Dataset entries »

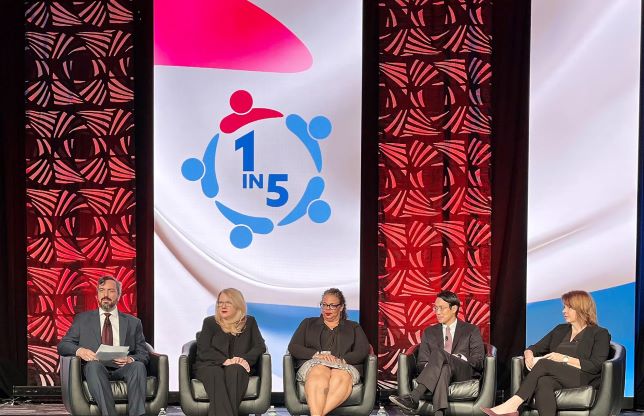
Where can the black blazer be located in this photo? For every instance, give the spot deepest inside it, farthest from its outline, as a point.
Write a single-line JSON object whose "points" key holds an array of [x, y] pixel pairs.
{"points": [[85, 332], [467, 341], [352, 343], [213, 342], [592, 350]]}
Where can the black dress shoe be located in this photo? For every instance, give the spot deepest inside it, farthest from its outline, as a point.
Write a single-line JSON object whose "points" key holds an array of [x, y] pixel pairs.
{"points": [[405, 402]]}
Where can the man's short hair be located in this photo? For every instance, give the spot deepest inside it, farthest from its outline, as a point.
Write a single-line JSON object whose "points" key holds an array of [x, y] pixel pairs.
{"points": [[451, 298], [103, 279]]}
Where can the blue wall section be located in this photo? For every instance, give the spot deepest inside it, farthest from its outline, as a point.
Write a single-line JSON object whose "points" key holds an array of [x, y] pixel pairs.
{"points": [[615, 312]]}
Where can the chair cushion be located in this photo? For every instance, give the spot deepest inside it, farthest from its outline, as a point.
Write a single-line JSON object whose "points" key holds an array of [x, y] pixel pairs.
{"points": [[459, 391], [354, 399], [199, 392], [119, 390], [580, 398]]}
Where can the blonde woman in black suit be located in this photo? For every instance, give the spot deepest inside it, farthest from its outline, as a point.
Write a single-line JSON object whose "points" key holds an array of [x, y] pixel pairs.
{"points": [[571, 355], [228, 347], [329, 351]]}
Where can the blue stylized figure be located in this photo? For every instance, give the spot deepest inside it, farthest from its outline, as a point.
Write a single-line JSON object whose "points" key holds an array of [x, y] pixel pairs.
{"points": [[245, 225], [194, 169], [319, 128], [318, 210]]}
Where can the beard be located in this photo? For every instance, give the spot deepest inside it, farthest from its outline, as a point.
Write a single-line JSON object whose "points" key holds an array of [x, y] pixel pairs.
{"points": [[107, 305]]}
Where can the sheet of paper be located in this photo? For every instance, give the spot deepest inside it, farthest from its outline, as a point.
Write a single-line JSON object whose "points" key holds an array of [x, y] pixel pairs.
{"points": [[107, 353], [535, 360]]}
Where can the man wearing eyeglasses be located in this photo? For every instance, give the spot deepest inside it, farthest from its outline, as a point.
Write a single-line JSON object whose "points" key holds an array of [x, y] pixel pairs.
{"points": [[107, 325], [450, 351]]}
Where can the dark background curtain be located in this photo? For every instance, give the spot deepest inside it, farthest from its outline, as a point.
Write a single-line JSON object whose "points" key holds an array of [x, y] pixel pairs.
{"points": [[13, 310], [511, 63]]}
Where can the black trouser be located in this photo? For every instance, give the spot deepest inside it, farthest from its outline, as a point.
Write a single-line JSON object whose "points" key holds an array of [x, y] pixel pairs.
{"points": [[546, 377], [98, 381], [441, 369], [225, 387]]}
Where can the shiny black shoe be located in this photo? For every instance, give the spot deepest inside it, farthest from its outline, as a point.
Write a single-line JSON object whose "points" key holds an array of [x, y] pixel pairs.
{"points": [[405, 402]]}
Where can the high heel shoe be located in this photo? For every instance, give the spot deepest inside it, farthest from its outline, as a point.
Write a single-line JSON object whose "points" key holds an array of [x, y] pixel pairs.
{"points": [[490, 412]]}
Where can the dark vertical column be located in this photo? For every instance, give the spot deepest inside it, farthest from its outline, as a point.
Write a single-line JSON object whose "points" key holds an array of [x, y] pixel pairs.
{"points": [[144, 122], [639, 284], [435, 202], [369, 166], [13, 294], [511, 62], [80, 166]]}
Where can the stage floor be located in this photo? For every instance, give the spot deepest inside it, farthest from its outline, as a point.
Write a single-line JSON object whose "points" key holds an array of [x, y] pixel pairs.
{"points": [[59, 410]]}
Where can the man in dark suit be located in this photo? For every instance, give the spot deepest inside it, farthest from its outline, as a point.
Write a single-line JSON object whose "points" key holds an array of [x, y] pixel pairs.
{"points": [[450, 351], [109, 326]]}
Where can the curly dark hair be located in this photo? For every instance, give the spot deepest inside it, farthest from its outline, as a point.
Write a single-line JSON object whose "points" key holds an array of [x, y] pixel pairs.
{"points": [[338, 293]]}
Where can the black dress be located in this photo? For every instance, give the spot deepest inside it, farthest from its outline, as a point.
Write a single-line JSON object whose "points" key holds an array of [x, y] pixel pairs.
{"points": [[548, 376], [226, 385]]}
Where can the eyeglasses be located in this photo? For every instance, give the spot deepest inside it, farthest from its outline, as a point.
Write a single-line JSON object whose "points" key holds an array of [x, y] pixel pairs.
{"points": [[222, 304]]}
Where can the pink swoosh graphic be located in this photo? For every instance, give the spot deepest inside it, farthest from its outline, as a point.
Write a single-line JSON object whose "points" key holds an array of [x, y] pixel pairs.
{"points": [[225, 34]]}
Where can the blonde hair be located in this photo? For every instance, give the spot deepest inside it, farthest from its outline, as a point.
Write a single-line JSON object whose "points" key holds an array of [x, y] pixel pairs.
{"points": [[236, 324], [583, 304]]}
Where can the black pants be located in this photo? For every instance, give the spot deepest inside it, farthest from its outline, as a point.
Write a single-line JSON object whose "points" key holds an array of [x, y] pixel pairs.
{"points": [[441, 369], [225, 386], [98, 381], [546, 377]]}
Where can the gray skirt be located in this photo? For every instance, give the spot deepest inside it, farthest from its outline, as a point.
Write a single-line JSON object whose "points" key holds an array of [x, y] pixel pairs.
{"points": [[304, 370]]}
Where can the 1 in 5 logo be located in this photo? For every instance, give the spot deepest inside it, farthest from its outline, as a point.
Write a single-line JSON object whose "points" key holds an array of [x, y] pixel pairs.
{"points": [[276, 185]]}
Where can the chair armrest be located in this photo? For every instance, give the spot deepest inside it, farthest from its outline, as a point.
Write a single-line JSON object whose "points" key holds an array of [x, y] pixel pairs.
{"points": [[487, 392], [370, 381], [290, 390], [516, 374], [158, 367], [611, 388], [406, 371], [71, 383], [185, 350]]}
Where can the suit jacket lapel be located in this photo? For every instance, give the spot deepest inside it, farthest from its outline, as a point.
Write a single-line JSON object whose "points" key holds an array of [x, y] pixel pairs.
{"points": [[96, 326], [122, 328], [441, 338], [458, 334]]}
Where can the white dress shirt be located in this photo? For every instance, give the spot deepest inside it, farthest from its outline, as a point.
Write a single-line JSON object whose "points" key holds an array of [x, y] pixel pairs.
{"points": [[452, 329], [114, 320]]}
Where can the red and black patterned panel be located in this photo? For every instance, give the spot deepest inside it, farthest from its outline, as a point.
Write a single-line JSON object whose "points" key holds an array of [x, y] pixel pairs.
{"points": [[434, 163], [80, 165]]}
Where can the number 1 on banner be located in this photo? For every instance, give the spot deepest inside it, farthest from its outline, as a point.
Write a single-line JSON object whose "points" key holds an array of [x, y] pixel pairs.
{"points": [[247, 144], [250, 181]]}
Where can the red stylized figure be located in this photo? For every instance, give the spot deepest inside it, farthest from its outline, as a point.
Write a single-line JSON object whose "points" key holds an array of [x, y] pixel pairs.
{"points": [[241, 103]]}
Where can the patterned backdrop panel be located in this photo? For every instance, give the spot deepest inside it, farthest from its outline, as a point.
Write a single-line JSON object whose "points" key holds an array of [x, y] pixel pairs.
{"points": [[80, 166], [434, 164]]}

DIRECTIONS »
Output the entries above verbatim, leaving out images.

WRITTEN RESPONSE »
Where can the black blazer be located in this photo? For every instance, give the spot deepest inside it, farthest from its outline, as a point.
Write a single-line JSON object whose "points" key holds an array of [x, y] pixel pairs.
{"points": [[85, 332], [467, 341], [352, 343], [213, 342], [592, 350]]}
Where can the black dress shoe be located in this photo? For every instance, give the spot deepest inside it, farthest from its outline, as a point.
Write a single-line JSON object whose "points" key holds an array of [x, y] pixel pairs.
{"points": [[405, 402]]}
Where can the man's short hair be located in this photo? For every instance, give the spot deepest inside it, farthest from its outline, as a point.
Write a single-line JSON object whose "points" key holds an array of [x, y] pixel pairs.
{"points": [[451, 298], [103, 279]]}
Where can the blue wall section be located in this photo? For every instance, give the spot deepest inside it, farthest from its outline, as a point.
Write a single-line JSON object whose "points" key holds an array of [x, y] pixel pairs.
{"points": [[615, 312]]}
Where can the chair cushion be located in this photo? For every instance, give the spot deepest inside it, farthest from its outline, as a point.
Write a single-line JSON object whose "points" key holds an array of [x, y] pixel pairs.
{"points": [[459, 391], [354, 399], [199, 392], [119, 390], [580, 398]]}
Where can the blonde woman in black suit be located in this photo? For every instance, give the spot deepest inside it, farthest from its outline, as a point.
Write a single-line JSON object whose "points" key holds an array of [x, y] pixel pairs.
{"points": [[571, 355], [228, 347], [329, 351]]}
Where can the blue stylized figure be located in this photo? For every instance, give the spot deepest inside it, farthest from its outline, as a point.
Write a single-line JSON object whose "points" key holds an array of [x, y] pixel pairs.
{"points": [[245, 225], [194, 169], [319, 128], [318, 210]]}
Where can the beard be located in this photo? For every instance, give the spot deepest inside it, farthest from its outline, as a point.
Write a single-line JSON object whose "points" key holds an array of [x, y] pixel pairs.
{"points": [[107, 305]]}
Where can the sheet of paper be located in this photo? For every instance, give the spot deepest inside it, farthest from its outline, as a point.
Write a single-line JSON object whose "points" key holds an array of [x, y] pixel pairs.
{"points": [[107, 353], [535, 360]]}
Where can the man wearing eyeglasses be located in this photo? For every instance, give the spot deepest inside it, farthest from its outline, as a point.
Write a single-line JSON object whose "points" key holds an array of [x, y] pixel pairs.
{"points": [[107, 325], [450, 351]]}
Where can the dark background curtain be located in this photo? For every instance, give the spot deepest inside it, farthest from its outline, as a point.
Write a single-line JSON object whose "points" key holds an array of [x, y] pixel pairs.
{"points": [[13, 310], [511, 63]]}
Where can the black trouser be located in this photo? For every instance, give the spot deepest inside it, farthest from its outline, as a point.
Write a single-line JSON object whose "points" key holds an array of [x, y] pixel pairs.
{"points": [[546, 377], [98, 381], [441, 369], [225, 387]]}
Where can the shiny black shoe be located in this photo? For every instance, give the spot deepest inside it, farthest from its outline, as a point.
Write a single-line JSON object whose "points" key holds an array of [x, y] pixel pairs.
{"points": [[405, 402]]}
Where can the high heel shoe be located in this photo? For every instance, give the spot deepest inside it, farthest from its outline, as a point.
Write a single-line JSON object whose "points" key holds an array of [x, y] pixel pairs.
{"points": [[490, 412]]}
Where can the dark vertical column be located in this photo? For every instance, give the spot deepest inside it, farthest from its outline, as a point.
Write a single-line JSON object whose "points" key holds an array of [x, y] pixel pairs.
{"points": [[144, 122], [639, 284], [435, 202], [369, 166], [13, 294], [511, 62], [80, 166]]}
Where can the stage floor be located in this photo? For every instance, give the spot deepest inside it, farthest from its outline, as a point.
Write a single-line JSON object whose "points" key holds an array of [x, y] pixel pairs.
{"points": [[59, 410]]}
Where can the man in dark suit be located in this photo? For every instance, give the spot deepest inside it, farthest from its outline, as a point.
Write a single-line JSON object whose "points" key holds an array of [x, y] pixel pairs.
{"points": [[450, 351], [109, 326]]}
Where can the curly dark hair be located in this photo? For every instance, give the spot deepest inside it, farthest from its outline, as a point.
Write a single-line JSON object whose "points" key holds an array of [x, y] pixel pairs.
{"points": [[338, 293]]}
Where can the black dress be located in this photo? For every instance, give the spot deepest inside it, farthest from its outline, as a point.
Write a single-line JSON object whose "points" key holds an array of [x, y] pixel pairs.
{"points": [[548, 376], [226, 385]]}
Where can the eyeglasses be located in this photo? For every instance, give the spot deepest inside it, farthest from its outline, as a point.
Write a single-line JSON object whose "points" key holds an array of [x, y] pixel pairs.
{"points": [[222, 304]]}
Where can the pink swoosh graphic be located in this photo? For every instance, give the spot deepest inside it, farthest from its outline, as a point.
Write a single-line JSON object whose "points" key holds an array of [x, y] pixel pairs.
{"points": [[225, 34]]}
Where can the blonde hair be located in this photo? For every instance, give the spot deepest inside it, farthest from its outline, as a point.
Write a single-line JSON object whose "points" key holds an array of [x, y] pixel pairs.
{"points": [[236, 324], [583, 304]]}
Where can the black pants be located in this photo? For every instance, give the spot deepest inside it, farthest from its outline, as a point.
Write a single-line JSON object whose "points" key holds an array of [x, y] pixel pairs.
{"points": [[441, 369], [225, 386], [98, 381], [546, 377]]}
Where can the gray skirt be located in this photo? For every instance, give the spot deepest inside it, farthest from its outline, as a point.
Write a single-line JSON object whose "points" key holds an array of [x, y] pixel pairs.
{"points": [[304, 370]]}
Where can the 1 in 5 logo be located in this photo? For every instance, give the spot deepest inside it, farthest from its outline, as a point.
Write a single-line JSON object whose "points" key holds an array of [x, y] pixel pairs.
{"points": [[276, 185]]}
Where can the chair armrest be located in this photo? For every instance, give the spot deepest inside it, farthest from its outline, as a point.
Write a single-line JSON object whose "points" key holds an array of [x, y] pixel pairs.
{"points": [[487, 392], [370, 381], [290, 390], [516, 374], [158, 367], [611, 388], [406, 371], [71, 383], [185, 350]]}
Where can the suit jacket lapel be located in this photo? For every instance, give the spot deepest inside it, farthest from its outline, as a point.
Write a single-line JSON object whose "points" key holds an array of [x, y] pixel pairs.
{"points": [[96, 326], [122, 328], [441, 338], [458, 334]]}
Where can the white dress shirt be located in this photo? For every instance, give the spot deepest inside it, farthest from its outline, as a point.
Write a single-line JSON object whose "points" key holds an array of [x, y] pixel pairs.
{"points": [[452, 329], [114, 320]]}
Where can the red and black patterned panel be located in this photo? For every instance, give the spot deepest inside it, farthest from its outline, as a point.
Write a single-line JSON object whose "points" key holds an array of [x, y] pixel pairs.
{"points": [[434, 163], [80, 165]]}
Where can the number 1 on banner be located in this photo? For every instance, give the spot deepest inside it, farthest from its outline, as a point.
Write a single-line JSON object whose "points" key holds an array of [x, y] pixel pairs.
{"points": [[247, 144], [250, 181]]}
Where can the red stylized figure be located in this photo? For every instance, give the spot deepest inside it, farthest from its outline, as a point.
Write a single-line JSON object whose "points" key holds an array of [x, y] pixel pairs.
{"points": [[241, 103]]}
Where can the patterned backdrop panel be located in this photo? For every instance, give the spot deepest inside it, farthest from its outline, as a point.
Write a single-line JSON object whose "points" key holds an array of [x, y] pixel pairs.
{"points": [[80, 166], [434, 164]]}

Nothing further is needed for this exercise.